### DATA FOR PROCESSING
************

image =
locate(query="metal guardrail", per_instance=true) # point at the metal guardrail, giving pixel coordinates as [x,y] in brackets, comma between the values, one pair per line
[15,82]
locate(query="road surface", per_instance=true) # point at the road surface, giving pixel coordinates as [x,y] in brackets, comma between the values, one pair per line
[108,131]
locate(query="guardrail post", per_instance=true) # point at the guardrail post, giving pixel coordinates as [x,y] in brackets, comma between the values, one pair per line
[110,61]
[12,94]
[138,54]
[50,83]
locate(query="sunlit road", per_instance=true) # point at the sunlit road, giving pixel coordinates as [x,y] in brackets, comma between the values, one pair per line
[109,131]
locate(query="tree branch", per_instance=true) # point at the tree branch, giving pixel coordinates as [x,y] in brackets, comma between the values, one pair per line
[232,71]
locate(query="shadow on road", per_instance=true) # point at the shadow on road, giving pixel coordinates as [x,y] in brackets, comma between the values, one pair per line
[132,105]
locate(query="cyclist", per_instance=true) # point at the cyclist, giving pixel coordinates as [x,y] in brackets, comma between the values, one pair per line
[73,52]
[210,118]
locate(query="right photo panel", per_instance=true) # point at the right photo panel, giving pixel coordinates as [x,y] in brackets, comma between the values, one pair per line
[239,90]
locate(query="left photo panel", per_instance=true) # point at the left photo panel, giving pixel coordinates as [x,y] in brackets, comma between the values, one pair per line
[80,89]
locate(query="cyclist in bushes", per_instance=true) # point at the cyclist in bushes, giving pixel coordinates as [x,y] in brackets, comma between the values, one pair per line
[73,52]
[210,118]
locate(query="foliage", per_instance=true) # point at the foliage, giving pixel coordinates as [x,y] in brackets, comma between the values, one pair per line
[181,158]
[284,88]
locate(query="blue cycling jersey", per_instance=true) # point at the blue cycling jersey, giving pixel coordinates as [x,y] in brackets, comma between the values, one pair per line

************

### TASK TO CARRY OUT
Format every line of the items above as a Markdown table with the columns Row and Line. Leave out blank lines.

### TASK SOLUTION
| Row | Line |
|---|---|
| 1 | image = |
| 2 | locate(query="metal guardrail", per_instance=true) # point at the metal guardrail, giving pixel coordinates as [x,y] in brackets, comma between the values, one pair per line |
| 3 | [15,82] |
| 4 | locate(query="road surface", per_instance=true) # point at the road surface, giving pixel coordinates as [x,y] in brackets, comma between the values, one pair per line |
| 5 | [108,131] |
| 6 | locate(query="guardrail post", per_instance=true) # point at the guardrail post, giving pixel coordinates as [x,y] in brackets, comma between the values, one pair per line |
| 7 | [110,61] |
| 8 | [12,94] |
| 9 | [138,54] |
| 10 | [50,83] |
| 11 | locate(query="sunlit road", per_instance=true) # point at the sunlit road, giving pixel coordinates as [x,y] in brackets, comma between the values, one pair per line |
| 12 | [109,131] |
| 13 | locate(query="tree branch", per_instance=true) # point at the tree branch, giving pixel coordinates as [x,y] in brackets, comma between the values, one pair per line |
| 14 | [232,71] |
| 15 | locate(query="shadow on road", per_instance=true) # point at the shadow on road, giving pixel coordinates as [x,y] in brackets, comma between the values, one pair per line |
| 16 | [132,105] |
| 17 | locate(query="cyclist", per_instance=true) # point at the cyclist, giving pixel coordinates as [x,y] in brackets, comma between the values, one pair per line |
| 18 | [73,52] |
| 19 | [210,118] |
| 20 | locate(query="right photo panel", per_instance=true) # point at the right photo panel, giving pixel coordinates as [x,y] in brackets, comma between the values, one pair per line |
| 21 | [239,90] |
| 22 | locate(query="left photo panel", per_instance=true) # point at the left photo panel, giving pixel coordinates as [x,y] in brackets, comma between the values, one pair per line |
| 23 | [80,89] |
| 24 | locate(query="cyclist in bushes", per_instance=true) # point at the cyclist in bushes, giving pixel coordinates as [x,y] in brackets, comma between the values, one pair per line |
| 25 | [73,52] |
| 26 | [210,118] |
| 27 | locate(query="foliage", per_instance=true) # point at the foliage, giving pixel coordinates as [x,y] in brackets, comma between the values, one pair per line |
| 28 | [181,158] |
| 29 | [284,88] |
| 30 | locate(query="blue cycling jersey", per_instance=true) # point at the blue cycling jersey, giving pixel coordinates as [x,y] in brackets, comma between the values, one pair per line |